- What this task involves -
Repeat the listing in full, preserving every character.

- Material -
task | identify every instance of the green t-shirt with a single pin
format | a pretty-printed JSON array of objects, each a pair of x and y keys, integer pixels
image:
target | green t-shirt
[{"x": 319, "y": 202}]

- The reply -
task | identify every instance of the green t-shirt with a single pin
format | a pretty-printed JSON array of objects, each a pair of x and y keys, integer pixels
image:
target | green t-shirt
[{"x": 319, "y": 202}]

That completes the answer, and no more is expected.